Stored data entries
————————
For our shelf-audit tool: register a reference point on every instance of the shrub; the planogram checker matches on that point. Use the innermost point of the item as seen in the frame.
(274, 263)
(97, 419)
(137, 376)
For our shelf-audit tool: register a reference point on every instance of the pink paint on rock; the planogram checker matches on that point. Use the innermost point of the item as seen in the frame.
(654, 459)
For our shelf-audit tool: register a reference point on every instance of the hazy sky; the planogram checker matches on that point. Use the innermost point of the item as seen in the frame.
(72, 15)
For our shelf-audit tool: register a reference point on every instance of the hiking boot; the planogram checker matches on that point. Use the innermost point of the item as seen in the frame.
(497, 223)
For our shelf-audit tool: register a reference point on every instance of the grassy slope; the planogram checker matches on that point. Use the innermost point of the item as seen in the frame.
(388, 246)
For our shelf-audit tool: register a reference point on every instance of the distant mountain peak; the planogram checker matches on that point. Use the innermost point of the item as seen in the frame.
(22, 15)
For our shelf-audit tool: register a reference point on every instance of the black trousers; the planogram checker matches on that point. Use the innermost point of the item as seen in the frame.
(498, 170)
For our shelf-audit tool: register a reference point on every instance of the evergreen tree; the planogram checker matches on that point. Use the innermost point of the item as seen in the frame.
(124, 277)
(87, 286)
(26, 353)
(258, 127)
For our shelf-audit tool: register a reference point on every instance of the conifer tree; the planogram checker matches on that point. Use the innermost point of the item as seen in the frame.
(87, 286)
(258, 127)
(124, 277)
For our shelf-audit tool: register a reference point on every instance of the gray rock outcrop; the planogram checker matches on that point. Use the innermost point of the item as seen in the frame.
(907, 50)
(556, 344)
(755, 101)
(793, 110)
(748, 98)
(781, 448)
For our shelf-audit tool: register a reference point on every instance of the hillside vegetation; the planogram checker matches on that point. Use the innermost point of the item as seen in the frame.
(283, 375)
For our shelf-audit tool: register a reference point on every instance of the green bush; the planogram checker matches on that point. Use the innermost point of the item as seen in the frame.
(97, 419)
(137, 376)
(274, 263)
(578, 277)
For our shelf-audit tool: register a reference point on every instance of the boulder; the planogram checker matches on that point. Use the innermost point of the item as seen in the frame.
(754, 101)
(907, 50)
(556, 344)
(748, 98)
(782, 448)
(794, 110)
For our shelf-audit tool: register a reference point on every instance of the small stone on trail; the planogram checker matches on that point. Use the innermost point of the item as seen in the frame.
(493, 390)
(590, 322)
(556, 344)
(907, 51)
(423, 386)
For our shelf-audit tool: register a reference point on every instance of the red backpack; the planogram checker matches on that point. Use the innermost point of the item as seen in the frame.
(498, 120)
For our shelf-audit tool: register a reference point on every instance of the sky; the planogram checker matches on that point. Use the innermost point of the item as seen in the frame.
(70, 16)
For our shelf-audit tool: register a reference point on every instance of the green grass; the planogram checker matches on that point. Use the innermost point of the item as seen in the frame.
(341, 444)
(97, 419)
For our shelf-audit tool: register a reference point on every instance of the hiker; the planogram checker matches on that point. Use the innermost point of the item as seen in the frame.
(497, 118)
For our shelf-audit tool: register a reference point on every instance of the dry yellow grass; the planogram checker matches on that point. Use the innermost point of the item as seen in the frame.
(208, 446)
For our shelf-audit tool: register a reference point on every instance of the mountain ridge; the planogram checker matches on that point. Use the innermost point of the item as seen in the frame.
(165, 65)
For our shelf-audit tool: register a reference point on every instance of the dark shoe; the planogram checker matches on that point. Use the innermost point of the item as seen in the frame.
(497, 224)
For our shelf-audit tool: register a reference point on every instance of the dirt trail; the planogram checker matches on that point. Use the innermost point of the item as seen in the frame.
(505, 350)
————————
Output every line of the data above as a JSON list of strings, with one string per line and blank lines omitted.

[
  "For our shelf-audit tool: register a reference point on every instance of the shrub; the planogram checker matches on that point. Use the innermost point of the item as seen in the frame.",
  "(274, 263)",
  "(97, 419)",
  "(137, 376)",
  "For our shelf-audit tool: register a reference point on every instance of the pink paint on rock; the planogram checker matches on that point. Use the innermost point of the item as seen in the frame.",
  "(654, 459)",
  "For our shelf-audit tool: register a reference point on every instance of the hazy sky; the planogram checker matches on that point. Use the innermost point of the item as seen in the frame.",
  "(72, 15)",
  "For our shelf-audit tool: register a reference point on every instance of the hiking boot; the planogram checker matches on that point. Use the innermost point of the item as seen in the frame.",
  "(497, 223)",
  "For our shelf-audit tool: register a reference point on every instance of the grassy slope; the planogram checker matches on that point. Use the innermost point of the item as seen in the frame.",
  "(388, 246)",
  "For our shelf-audit tool: register a reference point on every instance of the distant mountain peak; the planogram checker matches on that point. Use the innermost point of the item as seen in the frame.",
  "(22, 15)",
  "For our shelf-audit tool: register a reference point on every instance of the black trousers; the planogram checker matches on that point. Use the innermost point of the item as seen in the frame.",
  "(498, 170)",
  "For our shelf-audit tool: register a reference point on every instance of the evergreen tree; the planogram checker matches on that point. Use the innermost point of the item as seen in the frame.",
  "(124, 277)",
  "(87, 286)",
  "(26, 353)",
  "(258, 127)",
  "For our shelf-audit tool: register a reference point on every instance of the conifer tree; the planogram checker matches on that point. Use the innermost point of the item as seen in the frame.",
  "(87, 286)",
  "(258, 127)",
  "(124, 277)",
  "For our shelf-audit tool: register a reference point on every instance of the gray rock outcrop; the planogram checker matches on that point. Use the innermost point of the item as seen in the frame.",
  "(907, 50)",
  "(556, 344)",
  "(755, 101)",
  "(793, 110)",
  "(748, 98)",
  "(781, 448)",
  "For our shelf-audit tool: register a reference point on every instance of the hillside vegetation; the planogram checker matches on that point. Use the innermost point of the item as seen in the frame.",
  "(283, 375)",
  "For our shelf-audit tool: register a reference point on every instance of the green bush; the planogram checker matches on that point. Use the innermost point of the item as seen in the frame.",
  "(97, 419)",
  "(137, 376)",
  "(274, 263)",
  "(578, 277)",
  "For our shelf-audit tool: register a reference point on every instance of the boulder; the planogram checker matches on that point. Use the innermost point of the item as seen in the frame.",
  "(754, 101)",
  "(907, 50)",
  "(556, 344)",
  "(748, 98)",
  "(782, 448)",
  "(794, 110)",
  "For our shelf-audit tool: register a reference point on every instance of the small stone on trail; the planogram checker matches on that point. Use the innermost point of the item as seen in the frame.",
  "(493, 390)",
  "(590, 322)",
  "(556, 344)",
  "(907, 51)",
  "(423, 386)",
  "For our shelf-audit tool: register a reference point on every instance of the red backpack; the planogram checker matches on that point. Use the innermost point of the item as seen in the frame.",
  "(498, 120)",
  "For our shelf-audit tool: register a reference point on every instance of the sky; the planogram checker matches on that point. Use the innermost point of the item as seen in the frame.",
  "(70, 16)",
  "For our shelf-audit tool: register a reference point on every instance of the green grass; the planogram checker matches on that point. Use the innermost point of the item as seen in the frame.",
  "(341, 444)",
  "(97, 419)",
  "For our shelf-audit tool: register a reference point on every instance of the hiker; the planogram checker matches on that point. Use the innermost point of the item as seen in the frame.",
  "(497, 118)",
  "For our shelf-audit tool: register a reference point on every instance of the dry yellow grass; the planogram checker matches on that point. Use the innermost point of the item as seen in the frame.",
  "(208, 446)",
  "For our shelf-audit tool: register a reference point on every instance of the mountain ridge; the planogram checker matches on that point. Use the innermost point of the item as seen in the frame.",
  "(165, 65)",
  "For our shelf-audit tool: register a reference point on every instance of the dark shoe; the planogram checker matches on that point. Use the innermost point of the item as seen in the frame.",
  "(497, 224)",
  "For our shelf-audit tool: register a reference point on every instance of the dirt trail; the planogram checker matches on that point. Use the innermost point of the item as seen in the frame.",
  "(505, 350)"
]